CONSIGNES RÉDIGÉES.
- 1) Selon le passage sur Marie Leszczyńska et les arts, à quel peintre la reine commande-t-elle en 1735 quatre grisailles pour le plafond de sa chambre ?
- 2) Reproduisez à l'identique la portion du passage sur Marie Leszczyńska et les arts située entre « La reine soutient » et « cardinal de Fleury. », bornes incluses.

La reine ose même s’initier à la décoration en peignant les boiseries de son cabinet des Chinois, où trônent des collections de porcelaines de Chine et du Japon sur de magnifiques meubles en laque. Guidée par les artistes, elle peint des Chinois, ainsi que les Jésuites héros de l’évangélisation de l’Empire céleste, à la manière de Pillement et de Huet[8]. Elle peint aussi des estampes pour décorer les murs blancs de sa garde-robe.
La reine soutient les artistes
Si la marquise de Pompadour a su promouvoir son image de protectrice des arts et des lettres du règne de Louis XV, la reine l’a précédée dans son soutien aux artistes. En revanche, elle l’a fait sans ostentation et à la mesure de ses moyens, chichement dispensés par le cardinal de Fleury.
En 1735, pour le plafond de sa chambre, elle commande à François Boucher quatre grisailles représentant les Vertus, enserrées dans un magnifique encadrement de bois sculpté par Verberckt. Elle le sollicite encore pour deux tableaux illustrant les jeux de l’Enfance, point de départ d’une brillante carrière. À Charles Coypel, elle suggère les thèmes des tableaux de L’Ange gardien qui enlève au ciel Madame Troisième et L’Apothéose de Monseigneur le duc d’Anjou. Pour la reine, Coypel peint aussi La Salutation angélique, Sainte Geneviève en bergère ou encore Sainte Thaïs dans sa cellule. Après la mort de Madame Henriette , en 1752, elle lui commandera le portrait d’une pénitente dans le désert, sous les traits de sa fille ; tableau destiné à son oratoire du couvent des Carmélites de Compiègne.
Pour son cabinet des Bains, elle confie à Natoire le soin de peindre des scènes tirées des poésies pastorales de Fontenelle . Quant à Vien, il reçoit des instructions très précises pour mettre en scène Saint Thomas apôtre prêchant les Indiens, puis Saint François-Xavier débarquant en Chine.
Après la disparition de son père, en 1766, la reine attirera les artistes lorrains à Versailles. Elle obtiendra même pour l’architecte Richard Mique la charge de contrôleur des Bâtiments de la reine. Puis il succédera à Gabriel comme architecte du roi et bâtira le Petit Trianon. Elle incitera les peintres Jean Girardet et André Joly à s’installer à Paris, tout comme le paysagiste Charles-François Nivard, l’aquarelliste Alexis-Nicolas Pérignon et le peintre d’histoire François Balthazard. Sans oublier le miniaturiste François Dumont qui deviendra vite le portraitiste préféré de la cour.
Elle révolutionne les portraits officiels
En matière d’art, les mémorialistes du xviiie siècle ont passé sous silence une véritable révolution de palais signée Marie Leszczyńska ! Avec la discrétion qui la caractérise et l’éclipse trop souvent au profit de ses rivales, l’épouse de Louis XV a eu l’audace de bousculer la tradition des portraits officiels. Avant elle, les reines de France apparaissaient sur la plupart des tableaux avec une robe fleurdelisée, sous un manteau à longue traîne du même décor et bordé d’hermine, la coiffure rehaussée d’une petite couronne de joyaux. Marie Leszczyńska innove en se faisant immortaliser dans une simple robe de cour, le manteau fleurdelisé négligemment noué aux épaules et rejeté en arrière pour bien dégager la robe. La couronne, fermée, est posée près d’elle. Une vraie révolution ! Les peintres François Stiémart , Alexis-Simon Belle, Pierre Gobert, Jean-Baptiste et Carle Van Loo sacrifient à cette nouvelle mode.

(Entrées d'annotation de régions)
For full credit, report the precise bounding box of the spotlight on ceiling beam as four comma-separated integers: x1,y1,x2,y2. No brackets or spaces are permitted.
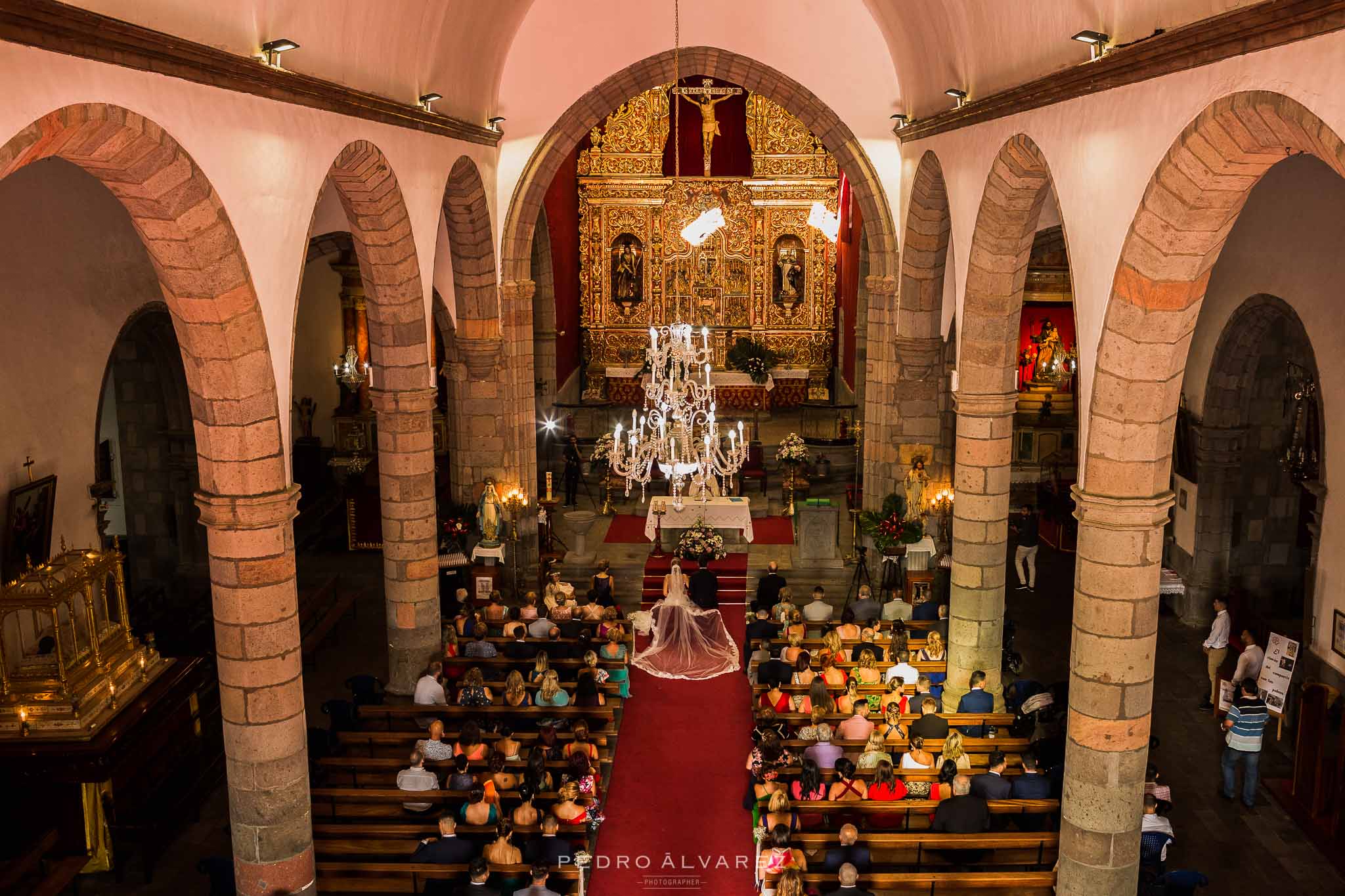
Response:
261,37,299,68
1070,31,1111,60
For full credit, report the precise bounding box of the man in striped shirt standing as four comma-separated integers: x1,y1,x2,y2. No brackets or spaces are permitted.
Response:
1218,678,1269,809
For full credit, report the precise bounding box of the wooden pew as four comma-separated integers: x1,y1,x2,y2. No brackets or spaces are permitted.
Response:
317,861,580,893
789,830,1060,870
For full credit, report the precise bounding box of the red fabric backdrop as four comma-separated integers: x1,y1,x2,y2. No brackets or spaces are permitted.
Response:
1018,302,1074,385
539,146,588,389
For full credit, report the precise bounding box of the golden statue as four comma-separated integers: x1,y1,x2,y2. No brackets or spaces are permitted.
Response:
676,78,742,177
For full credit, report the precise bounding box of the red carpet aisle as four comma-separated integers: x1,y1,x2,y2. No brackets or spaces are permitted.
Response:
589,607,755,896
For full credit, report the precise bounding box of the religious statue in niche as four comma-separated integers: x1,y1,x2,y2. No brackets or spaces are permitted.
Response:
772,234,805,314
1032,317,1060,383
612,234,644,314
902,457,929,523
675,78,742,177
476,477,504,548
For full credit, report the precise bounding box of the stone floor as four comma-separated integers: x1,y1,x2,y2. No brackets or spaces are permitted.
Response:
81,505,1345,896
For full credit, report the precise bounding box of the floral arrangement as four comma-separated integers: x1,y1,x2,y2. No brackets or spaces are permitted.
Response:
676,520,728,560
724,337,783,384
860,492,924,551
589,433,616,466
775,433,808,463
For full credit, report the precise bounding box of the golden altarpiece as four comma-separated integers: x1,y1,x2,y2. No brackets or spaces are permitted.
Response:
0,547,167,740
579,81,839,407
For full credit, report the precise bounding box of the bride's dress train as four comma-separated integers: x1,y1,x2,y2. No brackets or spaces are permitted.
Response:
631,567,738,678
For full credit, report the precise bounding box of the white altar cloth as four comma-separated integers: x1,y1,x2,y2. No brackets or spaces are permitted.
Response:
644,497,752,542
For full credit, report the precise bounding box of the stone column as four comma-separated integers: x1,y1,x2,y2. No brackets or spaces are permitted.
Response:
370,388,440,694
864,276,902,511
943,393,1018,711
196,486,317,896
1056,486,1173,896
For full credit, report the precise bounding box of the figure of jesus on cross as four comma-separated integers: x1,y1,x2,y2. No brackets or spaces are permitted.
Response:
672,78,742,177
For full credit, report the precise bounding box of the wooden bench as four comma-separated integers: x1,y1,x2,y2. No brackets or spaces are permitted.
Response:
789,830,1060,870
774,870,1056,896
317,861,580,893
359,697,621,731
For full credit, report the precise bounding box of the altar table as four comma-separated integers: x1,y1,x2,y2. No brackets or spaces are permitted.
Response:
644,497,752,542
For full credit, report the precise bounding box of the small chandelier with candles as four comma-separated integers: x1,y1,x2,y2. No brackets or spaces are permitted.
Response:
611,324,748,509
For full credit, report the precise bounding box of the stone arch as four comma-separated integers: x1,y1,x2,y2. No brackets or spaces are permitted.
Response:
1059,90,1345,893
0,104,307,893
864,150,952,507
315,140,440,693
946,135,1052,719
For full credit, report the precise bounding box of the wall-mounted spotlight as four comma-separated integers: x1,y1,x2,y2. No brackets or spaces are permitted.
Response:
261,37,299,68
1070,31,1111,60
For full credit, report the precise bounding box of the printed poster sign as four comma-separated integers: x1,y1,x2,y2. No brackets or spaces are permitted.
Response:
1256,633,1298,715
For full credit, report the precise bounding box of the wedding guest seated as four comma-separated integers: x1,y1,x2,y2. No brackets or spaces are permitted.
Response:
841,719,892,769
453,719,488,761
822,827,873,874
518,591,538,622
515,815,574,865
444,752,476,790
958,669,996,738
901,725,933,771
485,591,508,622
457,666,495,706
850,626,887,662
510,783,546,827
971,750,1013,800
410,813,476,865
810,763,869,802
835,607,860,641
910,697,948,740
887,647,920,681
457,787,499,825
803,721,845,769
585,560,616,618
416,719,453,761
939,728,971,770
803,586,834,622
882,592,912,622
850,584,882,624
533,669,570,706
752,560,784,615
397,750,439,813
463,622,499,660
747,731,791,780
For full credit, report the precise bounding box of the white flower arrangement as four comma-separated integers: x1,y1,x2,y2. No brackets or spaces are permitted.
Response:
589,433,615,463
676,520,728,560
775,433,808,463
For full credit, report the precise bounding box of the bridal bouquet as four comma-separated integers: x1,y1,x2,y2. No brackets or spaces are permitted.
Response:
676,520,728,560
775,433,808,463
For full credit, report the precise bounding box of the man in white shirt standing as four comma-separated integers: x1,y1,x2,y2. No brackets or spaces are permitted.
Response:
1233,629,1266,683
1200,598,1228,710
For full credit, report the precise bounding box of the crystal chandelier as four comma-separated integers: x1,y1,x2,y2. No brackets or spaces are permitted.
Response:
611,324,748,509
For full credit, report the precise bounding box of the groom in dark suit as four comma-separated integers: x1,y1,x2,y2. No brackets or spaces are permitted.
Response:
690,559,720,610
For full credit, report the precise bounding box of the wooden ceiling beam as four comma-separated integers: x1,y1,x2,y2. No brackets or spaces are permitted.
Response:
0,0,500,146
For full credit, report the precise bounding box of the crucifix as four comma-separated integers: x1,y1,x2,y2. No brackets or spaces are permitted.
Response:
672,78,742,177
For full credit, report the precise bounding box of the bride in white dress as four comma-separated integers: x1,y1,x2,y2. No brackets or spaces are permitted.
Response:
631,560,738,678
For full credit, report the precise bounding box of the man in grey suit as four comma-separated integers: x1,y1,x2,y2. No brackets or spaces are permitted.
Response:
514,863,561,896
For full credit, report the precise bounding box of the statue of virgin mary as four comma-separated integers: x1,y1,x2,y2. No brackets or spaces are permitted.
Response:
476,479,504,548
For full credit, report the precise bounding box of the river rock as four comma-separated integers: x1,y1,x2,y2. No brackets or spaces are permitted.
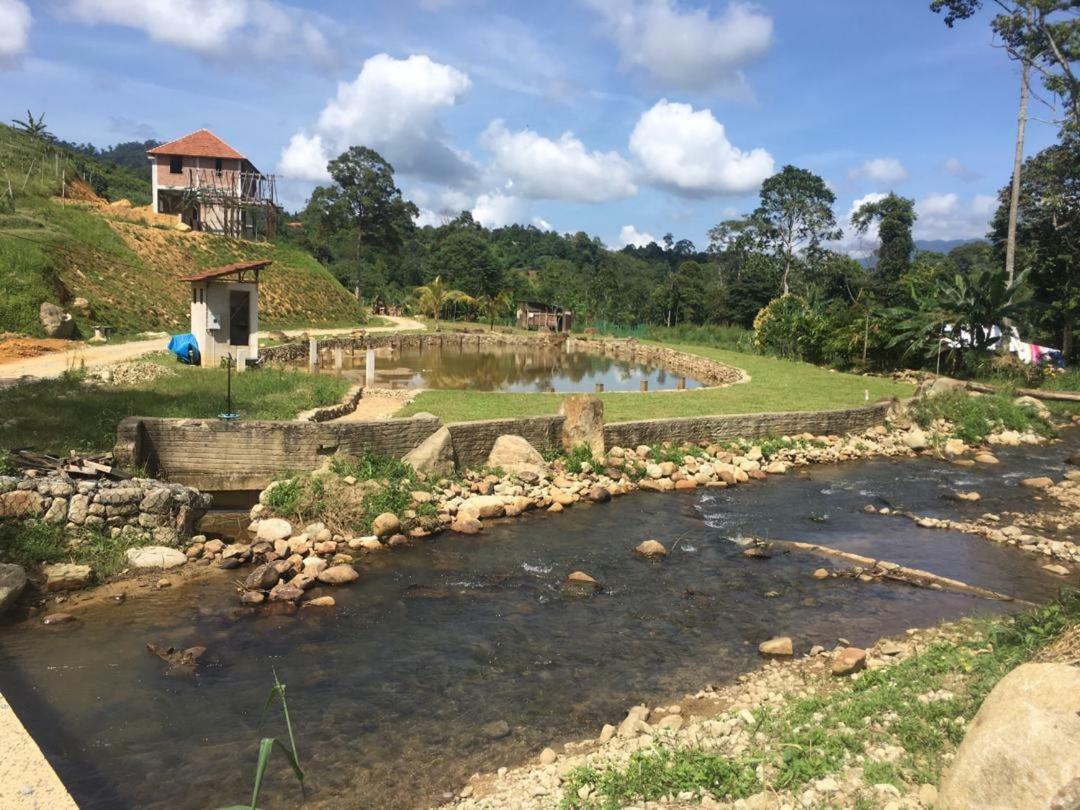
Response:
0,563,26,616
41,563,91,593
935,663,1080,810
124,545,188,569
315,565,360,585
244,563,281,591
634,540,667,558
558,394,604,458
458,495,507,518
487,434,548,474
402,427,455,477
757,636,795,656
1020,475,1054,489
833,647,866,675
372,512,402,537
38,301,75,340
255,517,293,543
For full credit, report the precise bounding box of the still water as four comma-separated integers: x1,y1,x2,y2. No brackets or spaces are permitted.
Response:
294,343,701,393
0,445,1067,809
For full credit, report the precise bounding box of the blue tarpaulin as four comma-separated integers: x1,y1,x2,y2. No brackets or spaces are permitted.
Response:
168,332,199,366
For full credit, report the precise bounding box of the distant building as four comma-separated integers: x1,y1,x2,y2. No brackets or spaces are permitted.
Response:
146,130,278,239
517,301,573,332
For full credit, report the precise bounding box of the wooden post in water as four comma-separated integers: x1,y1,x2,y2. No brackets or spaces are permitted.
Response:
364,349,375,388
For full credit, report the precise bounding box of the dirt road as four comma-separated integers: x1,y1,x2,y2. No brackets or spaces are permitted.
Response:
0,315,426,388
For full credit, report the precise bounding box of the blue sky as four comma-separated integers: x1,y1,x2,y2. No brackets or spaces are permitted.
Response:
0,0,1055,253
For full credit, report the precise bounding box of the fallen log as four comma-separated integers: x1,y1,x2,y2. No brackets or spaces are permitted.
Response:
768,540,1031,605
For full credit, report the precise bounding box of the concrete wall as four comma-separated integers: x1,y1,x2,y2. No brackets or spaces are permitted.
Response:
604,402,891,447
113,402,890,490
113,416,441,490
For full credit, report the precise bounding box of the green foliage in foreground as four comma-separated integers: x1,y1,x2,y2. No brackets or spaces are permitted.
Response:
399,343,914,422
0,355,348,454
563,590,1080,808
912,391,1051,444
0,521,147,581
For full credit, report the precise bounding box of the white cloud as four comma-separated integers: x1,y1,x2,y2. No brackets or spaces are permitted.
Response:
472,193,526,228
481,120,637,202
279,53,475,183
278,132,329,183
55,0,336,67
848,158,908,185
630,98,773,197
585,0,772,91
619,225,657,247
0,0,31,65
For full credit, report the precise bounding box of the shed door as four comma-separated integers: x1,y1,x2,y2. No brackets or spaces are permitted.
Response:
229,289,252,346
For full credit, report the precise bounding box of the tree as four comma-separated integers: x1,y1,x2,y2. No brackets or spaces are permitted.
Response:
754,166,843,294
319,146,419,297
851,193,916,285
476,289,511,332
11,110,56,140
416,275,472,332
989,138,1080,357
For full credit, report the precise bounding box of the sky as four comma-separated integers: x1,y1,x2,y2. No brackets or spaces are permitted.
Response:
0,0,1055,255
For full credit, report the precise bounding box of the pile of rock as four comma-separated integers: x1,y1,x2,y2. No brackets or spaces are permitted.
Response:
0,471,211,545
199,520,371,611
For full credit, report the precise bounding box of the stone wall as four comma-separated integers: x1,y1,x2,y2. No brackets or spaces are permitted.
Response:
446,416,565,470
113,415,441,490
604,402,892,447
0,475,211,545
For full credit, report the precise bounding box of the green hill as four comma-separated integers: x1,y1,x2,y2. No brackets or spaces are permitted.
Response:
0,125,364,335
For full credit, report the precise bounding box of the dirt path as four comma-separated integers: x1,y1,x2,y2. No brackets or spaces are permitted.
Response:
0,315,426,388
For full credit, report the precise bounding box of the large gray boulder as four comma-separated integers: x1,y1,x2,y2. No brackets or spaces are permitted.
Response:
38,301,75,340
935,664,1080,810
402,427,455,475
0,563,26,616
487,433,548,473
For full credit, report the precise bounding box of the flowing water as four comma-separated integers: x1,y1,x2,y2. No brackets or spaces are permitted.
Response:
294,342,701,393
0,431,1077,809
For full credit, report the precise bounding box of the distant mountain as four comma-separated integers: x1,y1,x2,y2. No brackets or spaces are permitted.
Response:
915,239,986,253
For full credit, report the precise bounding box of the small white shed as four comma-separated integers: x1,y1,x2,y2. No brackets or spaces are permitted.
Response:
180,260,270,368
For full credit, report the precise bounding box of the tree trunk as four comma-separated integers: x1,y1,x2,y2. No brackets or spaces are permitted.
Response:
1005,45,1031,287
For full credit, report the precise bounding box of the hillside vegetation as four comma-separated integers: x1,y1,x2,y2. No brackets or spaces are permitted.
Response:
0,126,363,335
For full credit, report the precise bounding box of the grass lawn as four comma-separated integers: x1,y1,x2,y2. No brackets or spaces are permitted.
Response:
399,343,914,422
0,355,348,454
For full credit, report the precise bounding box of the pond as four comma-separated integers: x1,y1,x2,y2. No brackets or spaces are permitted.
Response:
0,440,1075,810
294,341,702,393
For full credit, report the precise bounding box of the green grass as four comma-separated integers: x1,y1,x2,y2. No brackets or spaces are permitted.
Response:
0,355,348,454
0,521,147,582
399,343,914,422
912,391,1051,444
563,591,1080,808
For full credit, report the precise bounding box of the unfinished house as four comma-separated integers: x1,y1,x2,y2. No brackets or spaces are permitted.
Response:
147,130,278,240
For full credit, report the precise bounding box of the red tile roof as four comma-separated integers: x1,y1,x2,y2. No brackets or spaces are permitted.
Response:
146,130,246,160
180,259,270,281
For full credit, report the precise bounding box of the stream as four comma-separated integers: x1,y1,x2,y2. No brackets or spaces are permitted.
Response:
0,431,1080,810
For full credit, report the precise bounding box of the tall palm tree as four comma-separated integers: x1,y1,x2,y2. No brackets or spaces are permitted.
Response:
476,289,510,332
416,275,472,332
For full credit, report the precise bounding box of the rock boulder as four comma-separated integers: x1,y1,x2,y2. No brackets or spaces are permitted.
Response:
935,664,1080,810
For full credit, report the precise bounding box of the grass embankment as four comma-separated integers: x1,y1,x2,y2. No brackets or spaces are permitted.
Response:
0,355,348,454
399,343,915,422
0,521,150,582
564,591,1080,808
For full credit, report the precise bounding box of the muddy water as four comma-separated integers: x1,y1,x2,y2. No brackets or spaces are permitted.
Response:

RÉPONSES AUX CONSIGNES.
- 1) À François Boucher.

- 2)
La reine soutient les artistes
Si la marquise de Pompadour a su promouvoir son image de protectrice des arts et des lettres du règne de Louis XV, la reine l’a précédée dans son soutien aux artistes. En revanche, elle l’a fait sans ostentation et à la mesure de ses moyens, chichement dispensés par le cardinal de Fleury.